▼▼▼

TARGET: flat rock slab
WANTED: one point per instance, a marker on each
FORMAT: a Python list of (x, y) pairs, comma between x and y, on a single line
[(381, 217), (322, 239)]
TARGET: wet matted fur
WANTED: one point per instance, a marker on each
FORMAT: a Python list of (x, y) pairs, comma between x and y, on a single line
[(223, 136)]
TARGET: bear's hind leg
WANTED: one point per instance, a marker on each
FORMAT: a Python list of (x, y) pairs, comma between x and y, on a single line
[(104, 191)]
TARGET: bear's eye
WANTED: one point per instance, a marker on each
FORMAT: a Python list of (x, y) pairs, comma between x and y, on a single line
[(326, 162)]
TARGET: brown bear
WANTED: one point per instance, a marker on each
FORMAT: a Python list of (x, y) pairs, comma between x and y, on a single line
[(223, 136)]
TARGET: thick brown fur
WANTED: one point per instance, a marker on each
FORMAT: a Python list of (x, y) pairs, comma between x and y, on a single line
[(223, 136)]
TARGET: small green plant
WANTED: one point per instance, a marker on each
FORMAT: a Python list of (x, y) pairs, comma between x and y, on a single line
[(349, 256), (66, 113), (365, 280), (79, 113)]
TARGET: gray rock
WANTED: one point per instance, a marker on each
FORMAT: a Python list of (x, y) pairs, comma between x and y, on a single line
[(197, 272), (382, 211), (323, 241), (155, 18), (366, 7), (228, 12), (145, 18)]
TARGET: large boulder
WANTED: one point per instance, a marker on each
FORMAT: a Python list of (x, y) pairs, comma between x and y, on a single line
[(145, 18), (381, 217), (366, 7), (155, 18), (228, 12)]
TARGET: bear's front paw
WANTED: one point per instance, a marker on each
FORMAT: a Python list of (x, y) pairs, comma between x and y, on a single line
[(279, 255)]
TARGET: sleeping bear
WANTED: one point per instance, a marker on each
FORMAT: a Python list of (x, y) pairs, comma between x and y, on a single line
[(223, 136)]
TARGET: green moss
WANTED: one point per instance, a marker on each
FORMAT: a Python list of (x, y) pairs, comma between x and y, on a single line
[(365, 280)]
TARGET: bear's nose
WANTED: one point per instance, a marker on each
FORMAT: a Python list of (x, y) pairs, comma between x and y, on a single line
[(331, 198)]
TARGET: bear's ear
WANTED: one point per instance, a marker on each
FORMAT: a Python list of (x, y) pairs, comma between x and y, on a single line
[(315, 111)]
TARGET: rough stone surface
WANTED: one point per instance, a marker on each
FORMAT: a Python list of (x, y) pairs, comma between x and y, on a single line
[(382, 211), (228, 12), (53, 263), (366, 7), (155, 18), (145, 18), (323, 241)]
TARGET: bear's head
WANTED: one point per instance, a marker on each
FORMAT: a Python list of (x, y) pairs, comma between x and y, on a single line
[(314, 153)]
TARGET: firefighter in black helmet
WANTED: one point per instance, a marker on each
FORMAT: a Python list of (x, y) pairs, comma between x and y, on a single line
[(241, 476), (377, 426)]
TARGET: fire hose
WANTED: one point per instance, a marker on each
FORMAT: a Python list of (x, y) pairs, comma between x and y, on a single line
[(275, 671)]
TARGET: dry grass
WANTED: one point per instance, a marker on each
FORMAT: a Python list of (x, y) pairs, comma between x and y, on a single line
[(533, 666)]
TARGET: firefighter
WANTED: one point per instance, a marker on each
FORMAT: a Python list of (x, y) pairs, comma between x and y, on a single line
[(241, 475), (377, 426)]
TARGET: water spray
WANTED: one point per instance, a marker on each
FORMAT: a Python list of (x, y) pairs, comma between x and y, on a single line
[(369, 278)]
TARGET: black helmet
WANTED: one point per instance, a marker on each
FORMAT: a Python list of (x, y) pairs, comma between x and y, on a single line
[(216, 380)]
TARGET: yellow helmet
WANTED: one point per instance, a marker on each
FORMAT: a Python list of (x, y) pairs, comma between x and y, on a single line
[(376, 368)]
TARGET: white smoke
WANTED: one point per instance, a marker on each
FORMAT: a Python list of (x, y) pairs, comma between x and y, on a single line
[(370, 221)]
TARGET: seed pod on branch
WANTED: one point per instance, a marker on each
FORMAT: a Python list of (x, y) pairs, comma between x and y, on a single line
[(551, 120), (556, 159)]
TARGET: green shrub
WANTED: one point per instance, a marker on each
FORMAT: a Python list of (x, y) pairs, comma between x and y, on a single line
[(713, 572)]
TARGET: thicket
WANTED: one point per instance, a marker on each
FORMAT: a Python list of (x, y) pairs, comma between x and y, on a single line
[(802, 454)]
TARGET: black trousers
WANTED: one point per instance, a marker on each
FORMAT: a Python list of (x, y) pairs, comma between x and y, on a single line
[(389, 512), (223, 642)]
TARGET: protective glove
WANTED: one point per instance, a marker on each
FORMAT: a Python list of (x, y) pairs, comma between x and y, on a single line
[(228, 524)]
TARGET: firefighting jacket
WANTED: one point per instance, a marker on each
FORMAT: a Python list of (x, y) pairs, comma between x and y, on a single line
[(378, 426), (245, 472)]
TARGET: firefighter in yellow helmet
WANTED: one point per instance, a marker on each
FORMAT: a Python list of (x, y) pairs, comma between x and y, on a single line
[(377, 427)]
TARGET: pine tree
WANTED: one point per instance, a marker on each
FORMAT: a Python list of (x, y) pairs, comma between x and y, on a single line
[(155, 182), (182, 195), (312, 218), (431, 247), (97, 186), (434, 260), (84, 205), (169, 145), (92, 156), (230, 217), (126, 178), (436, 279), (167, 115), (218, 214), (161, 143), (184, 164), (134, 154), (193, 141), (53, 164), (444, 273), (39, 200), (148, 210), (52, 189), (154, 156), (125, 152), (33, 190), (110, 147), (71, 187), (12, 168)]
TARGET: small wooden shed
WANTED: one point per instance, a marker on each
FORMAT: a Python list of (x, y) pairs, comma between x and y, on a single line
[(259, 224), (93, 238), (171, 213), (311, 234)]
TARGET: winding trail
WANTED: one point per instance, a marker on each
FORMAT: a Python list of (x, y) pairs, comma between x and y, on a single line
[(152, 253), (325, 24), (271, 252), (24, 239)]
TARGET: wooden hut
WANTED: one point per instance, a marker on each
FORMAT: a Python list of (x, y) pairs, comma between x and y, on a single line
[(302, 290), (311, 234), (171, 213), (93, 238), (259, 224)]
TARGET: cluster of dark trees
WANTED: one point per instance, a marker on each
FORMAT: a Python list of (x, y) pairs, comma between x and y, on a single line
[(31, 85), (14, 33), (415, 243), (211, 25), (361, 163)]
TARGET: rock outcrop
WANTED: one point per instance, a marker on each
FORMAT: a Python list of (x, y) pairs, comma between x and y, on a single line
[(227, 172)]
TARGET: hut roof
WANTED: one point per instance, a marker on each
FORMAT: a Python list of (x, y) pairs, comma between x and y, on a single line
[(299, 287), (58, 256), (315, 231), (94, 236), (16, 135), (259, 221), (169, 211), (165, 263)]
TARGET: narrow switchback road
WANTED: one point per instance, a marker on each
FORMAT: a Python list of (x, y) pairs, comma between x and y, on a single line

▲▲▲

◆ **Exercise task**: Format every line of the records above as a JSON list of strings, one string per line, with blank lines omitted.

◆ **Task result**:
[
  "TARGET: flat rock slab",
  "WANTED: one point per instance, a marker on each",
  "FORMAT: a Python list of (x, y) pairs, comma between x and y, on a single line",
  "[(381, 217), (322, 239)]",
  "TARGET: wet matted fur",
  "WANTED: one point per instance, a marker on each",
  "FORMAT: a Python list of (x, y) pairs, comma between x and y, on a single line",
  "[(223, 136)]",
  "TARGET: bear's hind leg",
  "WANTED: one point per instance, a marker on each",
  "FORMAT: a Python list of (x, y) pairs, comma between x and y, on a single line",
  "[(104, 191)]",
  "TARGET: bear's eye",
  "WANTED: one point per instance, a marker on each",
  "FORMAT: a Python list of (x, y) pairs, comma between x and y, on a single line",
  "[(326, 162)]",
  "TARGET: brown bear",
  "WANTED: one point per instance, a marker on each",
  "FORMAT: a Python list of (x, y) pairs, comma between x and y, on a single line",
  "[(223, 136)]",
  "TARGET: thick brown fur",
  "WANTED: one point per instance, a marker on each",
  "FORMAT: a Python list of (x, y) pairs, comma between x and y, on a single line",
  "[(223, 136)]",
  "TARGET: small green plant",
  "WANTED: one point per instance, a marker on each",
  "FORMAT: a Python list of (x, y) pairs, comma between x and y, on a single line",
  "[(349, 256), (66, 113), (365, 280), (79, 113)]",
  "TARGET: gray rock",
  "WANTED: one point per instance, a marker on each",
  "FORMAT: a Python list of (x, y) pairs, comma between x and y, on a single line",
  "[(197, 272), (382, 211), (323, 241), (155, 18), (366, 7), (228, 12), (145, 18)]",
  "TARGET: large boulder",
  "WANTED: one point per instance, a marker on each",
  "FORMAT: a Python list of (x, y) pairs, comma between x and y, on a single line",
  "[(145, 18), (381, 217), (366, 7), (155, 18), (228, 12)]",
  "TARGET: bear's front paw",
  "WANTED: one point per instance, a marker on each",
  "FORMAT: a Python list of (x, y) pairs, comma between x and y, on a single line",
  "[(279, 255)]",
  "TARGET: sleeping bear",
  "WANTED: one point per instance, a marker on each",
  "FORMAT: a Python list of (x, y) pairs, comma between x and y, on a single line",
  "[(223, 136)]",
  "TARGET: green moss",
  "WANTED: one point per instance, a marker on each",
  "FORMAT: a Python list of (x, y) pairs, comma between x and y, on a single line",
  "[(365, 280)]",
  "TARGET: bear's nose",
  "WANTED: one point per instance, a marker on each",
  "FORMAT: a Python list of (x, y) pairs, comma between x and y, on a single line",
  "[(331, 198)]",
  "TARGET: bear's ear",
  "WANTED: one point per instance, a marker on each",
  "FORMAT: a Python list of (x, y) pairs, comma between x and y, on a single line",
  "[(315, 111)]",
  "TARGET: rough stone surface",
  "WANTED: one point per instance, a marker on each",
  "FORMAT: a Python list of (x, y) pairs, comma between x and y, on a single line",
  "[(382, 211), (228, 12), (53, 263), (366, 7), (155, 18), (145, 18), (323, 241)]",
  "TARGET: bear's head",
  "WANTED: one point per instance, a marker on each",
  "FORMAT: a Python list of (x, y) pairs, comma between x and y, on a single line",
  "[(314, 153)]",
  "TARGET: firefighter in black helmet",
  "WANTED: one point per instance, a marker on each",
  "FORMAT: a Python list of (x, y) pairs, comma between x and y, on a single line",
  "[(241, 476), (377, 426)]",
  "TARGET: fire hose",
  "WANTED: one point per instance, a marker on each",
  "FORMAT: a Python list of (x, y) pairs, comma between x and y, on a single line",
  "[(275, 671)]",
  "TARGET: dry grass",
  "WANTED: one point per instance, a marker on each",
  "FORMAT: a Python list of (x, y) pairs, comma between x and y, on a single line",
  "[(533, 666)]",
  "TARGET: firefighter",
  "WANTED: one point per instance, a marker on each",
  "FORMAT: a Python list of (x, y) pairs, comma between x and y, on a single line",
  "[(241, 475), (377, 426)]",
  "TARGET: water spray",
  "WANTED: one point per instance, a marker on each",
  "FORMAT: a Python list of (x, y) pairs, comma between x and y, on a single line",
  "[(369, 278)]",
  "TARGET: black helmet",
  "WANTED: one point per instance, a marker on each",
  "FORMAT: a Python list of (x, y) pairs, comma between x and y, on a single line",
  "[(216, 380)]",
  "TARGET: yellow helmet",
  "WANTED: one point per instance, a marker on each",
  "FORMAT: a Python list of (x, y) pairs, comma between x and y, on a single line",
  "[(376, 368)]",
  "TARGET: white smoke",
  "WANTED: one point per instance, a marker on each",
  "FORMAT: a Python list of (x, y) pairs, comma between x and y, on a single line",
  "[(370, 221)]",
  "TARGET: seed pod on branch",
  "WANTED: one point per instance, a marker on each",
  "FORMAT: a Python list of (x, y) pairs, comma between x and y, on a single line",
  "[(551, 120), (556, 159)]",
  "TARGET: green shrub",
  "WANTED: one point per instance, a marker on each",
  "FORMAT: a Python list of (x, y) pairs, comma between x and y, on a single line",
  "[(713, 572)]",
  "TARGET: thicket",
  "WANTED: one point per instance, a marker on each",
  "FORMAT: a Python list of (x, y) pairs, comma between x and y, on a single line",
  "[(802, 454)]",
  "TARGET: black trousers",
  "WANTED: one point per instance, a marker on each",
  "FORMAT: a Python list of (x, y) pairs, comma between x and y, on a single line",
  "[(389, 512), (223, 642)]",
  "TARGET: protective glove",
  "WANTED: one point per instance, a marker on each",
  "FORMAT: a Python list of (x, y) pairs, comma between x and y, on a single line",
  "[(228, 524)]",
  "TARGET: firefighting jacket",
  "WANTED: one point per instance, a marker on each",
  "FORMAT: a Python list of (x, y) pairs, comma between x and y, on a single line",
  "[(378, 426), (245, 472)]",
  "TARGET: firefighter in yellow helmet",
  "WANTED: one point per instance, a marker on each",
  "FORMAT: a Python list of (x, y) pairs, comma between x and y, on a single line",
  "[(377, 427)]",
  "TARGET: pine tree",
  "WANTED: one point per instance, a marker on each",
  "FORMAT: a Python list of (x, y) pairs, comma between x and y, on a single line",
  "[(155, 182), (182, 195), (312, 218), (431, 247), (97, 186), (434, 260), (84, 205), (169, 145), (92, 156), (230, 217), (126, 178), (436, 279), (167, 115), (218, 214), (161, 143), (184, 164), (134, 154), (193, 141), (53, 164), (444, 273), (39, 200), (148, 210), (52, 189), (154, 156), (125, 152), (33, 190), (110, 147), (71, 187), (12, 168)]",
  "TARGET: small wooden shed",
  "WANTED: one point per instance, a marker on each",
  "FORMAT: a Python list of (x, y) pairs, comma between x and y, on a single line",
  "[(259, 224), (93, 238), (171, 213), (311, 234)]",
  "TARGET: winding trail",
  "WANTED: one point per instance, a marker on each",
  "FORMAT: a Python list of (x, y) pairs, comma between x and y, on a single line",
  "[(152, 253), (325, 24), (271, 252), (24, 239)]",
  "TARGET: wooden hut",
  "WANTED: one point per instance, a marker on each",
  "FORMAT: a Python list of (x, y) pairs, comma between x and y, on a single line",
  "[(302, 290), (311, 234), (171, 213), (93, 238), (259, 224)]",
  "TARGET: cluster of dark trees",
  "WANTED: one point per instance, a marker on each",
  "FORMAT: a Python list of (x, y) pairs, comma between x and y, on a single line",
  "[(31, 85), (14, 33), (415, 243), (211, 25), (361, 163)]",
  "TARGET: rock outcrop",
  "WANTED: one point per instance, a marker on each",
  "FORMAT: a Python list of (x, y) pairs, comma between x and y, on a single line",
  "[(227, 172)]",
  "TARGET: hut roof",
  "WANTED: one point per instance, a marker on each",
  "FORMAT: a Python list of (x, y) pairs, comma between x and y, on a single line",
  "[(299, 287), (58, 256), (315, 231), (94, 236), (16, 135), (259, 221), (169, 211), (165, 263)]",
  "TARGET: narrow switchback road",
  "WANTED: one point per instance, a marker on each",
  "FORMAT: a Python list of (x, y) pairs, comma between x and y, on a single line"
]